Action item: Transcribe the part of the post on cooling molecular dynamics for fragments that lies between "Next, the researchers" and "of the fragments.", inclusive.

======== Passage to read

02 September 2025

Keeping molecular dynamics cool for fragments

Accurately and reliably predicting fragment binding modes would be preferrable to doing messy, expensive, and sometimes tedious experimental work, but we’re not there yet. One of the biggest problems is that, because fragments usually bind weakly to proteins, it is hard to tell which of several possible binding modes is most favorable. In an open-access J. Chem. Inf. Model. paper published earlier this year, Stefano Moro and colleagues at University of Padova report progress.
 
Their approach, called Thermal Titration Molecular Dynamics (TTMD), analyzes short molecular dynamics simulations across increasing temperatures; if the ligand remains bound to the protein, this indicates a more stable binding mode. (It seems a bit like the dynamic undocking we wrote about here.) The researchers had previously reported good results for larger, drug-sized molecules, but not for four fragment-protein complexes.
 
Recognizing the low affinities of fragments, the researchers decided to lower the (virtual) temperatures. Rather than heating from 300 to 450 K, they heated from 73 to 233 K; ie, from just below the boiling point of liquid nitrogen to a moderately cold winter’s day in Minnesota. They first docked fragments using PLANTS-ChemPLP, which is free for academics, and chose the five best-scoring poses for evaluation.
 
Next, the researchers performed TTMD. There are several different ways to assess how well the ligand remains bound to the protein over the course of a molecular dynamics simulation, and four different scoring methods were chosen. When TTMD was tested on the four fragment-protein complexes that had previously failed, at least two of the scoring methods correctly identified the crystallographic binding mode for three of the fragments.
 
Thus encouraged, the researchers tested ten more compounds bound to six new proteins. The results were quite encouraging, with up to 86% of crystallographic binding modes being correctly identified by at least one of the scoring functions in TTMD vs 50% for docking alone. Impressively, two of the examples were MiniFrag-sized, with just 6 or 7 non-hydrogen atoms, yet the crystallographic pose was identified as the lowest energy in all four TTMD scores.
 
This is nice work, but the question arises how these specific ligands and proteins were chosen. Several years ago we highlighted a curated set of 93 protein-ligand structures that were used to benchmark other virtual approaches, and it would be nice to see how TTMD performs on these. Still, TTMD’s performance on its chosen examples is encouraging, and laudably the researchers have made their code freely available. If you try it out, please let us know how it works in your hands.

================
======== Provided material

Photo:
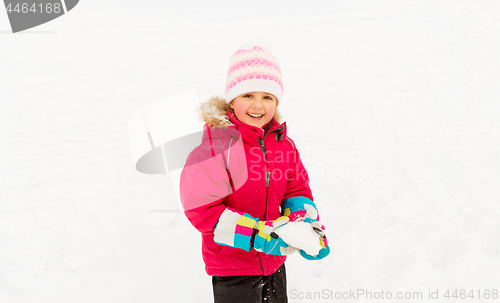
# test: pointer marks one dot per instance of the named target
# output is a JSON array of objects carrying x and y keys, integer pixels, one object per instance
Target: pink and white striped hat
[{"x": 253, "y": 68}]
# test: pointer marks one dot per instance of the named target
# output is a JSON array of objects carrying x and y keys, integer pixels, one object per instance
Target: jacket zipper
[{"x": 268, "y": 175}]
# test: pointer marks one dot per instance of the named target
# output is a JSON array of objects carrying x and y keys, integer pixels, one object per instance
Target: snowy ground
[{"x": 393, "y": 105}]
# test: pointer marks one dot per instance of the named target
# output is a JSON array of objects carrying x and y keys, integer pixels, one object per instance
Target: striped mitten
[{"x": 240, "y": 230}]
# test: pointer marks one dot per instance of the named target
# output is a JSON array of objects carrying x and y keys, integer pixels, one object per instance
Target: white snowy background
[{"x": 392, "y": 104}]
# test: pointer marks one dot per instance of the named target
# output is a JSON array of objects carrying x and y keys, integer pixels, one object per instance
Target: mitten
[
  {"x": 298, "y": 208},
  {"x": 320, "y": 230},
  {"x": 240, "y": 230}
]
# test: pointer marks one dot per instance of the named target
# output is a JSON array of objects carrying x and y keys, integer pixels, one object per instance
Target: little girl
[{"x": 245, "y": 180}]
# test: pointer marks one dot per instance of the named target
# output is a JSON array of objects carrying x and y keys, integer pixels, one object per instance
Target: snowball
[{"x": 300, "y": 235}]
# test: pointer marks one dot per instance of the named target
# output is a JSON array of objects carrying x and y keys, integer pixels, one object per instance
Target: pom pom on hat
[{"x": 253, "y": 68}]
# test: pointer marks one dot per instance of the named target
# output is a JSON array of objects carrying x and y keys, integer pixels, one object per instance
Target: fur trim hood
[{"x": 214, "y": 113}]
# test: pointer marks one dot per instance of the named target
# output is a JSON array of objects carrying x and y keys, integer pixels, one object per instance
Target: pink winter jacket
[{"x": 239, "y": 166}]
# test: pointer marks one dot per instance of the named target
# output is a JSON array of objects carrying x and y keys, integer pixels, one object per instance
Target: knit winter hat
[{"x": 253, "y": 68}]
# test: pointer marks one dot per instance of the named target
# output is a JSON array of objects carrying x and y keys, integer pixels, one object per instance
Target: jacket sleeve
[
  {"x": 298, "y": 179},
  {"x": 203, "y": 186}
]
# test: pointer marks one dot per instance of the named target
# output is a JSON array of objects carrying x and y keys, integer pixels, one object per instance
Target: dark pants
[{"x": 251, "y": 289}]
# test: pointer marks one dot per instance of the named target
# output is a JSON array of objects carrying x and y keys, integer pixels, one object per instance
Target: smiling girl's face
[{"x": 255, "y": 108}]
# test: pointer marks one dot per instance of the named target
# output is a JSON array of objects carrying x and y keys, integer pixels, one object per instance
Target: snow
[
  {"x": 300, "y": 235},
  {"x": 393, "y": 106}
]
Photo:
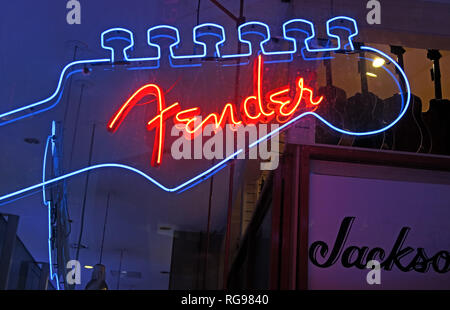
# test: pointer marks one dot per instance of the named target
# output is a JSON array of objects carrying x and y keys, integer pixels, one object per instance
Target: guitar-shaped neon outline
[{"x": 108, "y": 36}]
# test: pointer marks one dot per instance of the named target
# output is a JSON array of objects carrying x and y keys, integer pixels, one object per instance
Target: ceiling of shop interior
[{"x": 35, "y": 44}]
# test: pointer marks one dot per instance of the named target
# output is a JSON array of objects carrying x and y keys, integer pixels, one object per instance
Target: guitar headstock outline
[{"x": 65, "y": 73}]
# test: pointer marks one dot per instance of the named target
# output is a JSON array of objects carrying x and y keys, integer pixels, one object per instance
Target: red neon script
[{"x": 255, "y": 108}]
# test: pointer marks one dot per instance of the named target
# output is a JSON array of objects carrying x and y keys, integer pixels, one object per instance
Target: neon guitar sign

================

Solution:
Next, the researchers performed TTMD. There are several different ways to assess how well the ligand remains bound to the protein over the course of a molecular dynamics simulation, and four different scoring methods were chosen. When TTMD was tested on the four fragment-protein complexes that had previously failed, at least two of the scoring methods correctly identified the crystallographic binding mode for three of the fragments.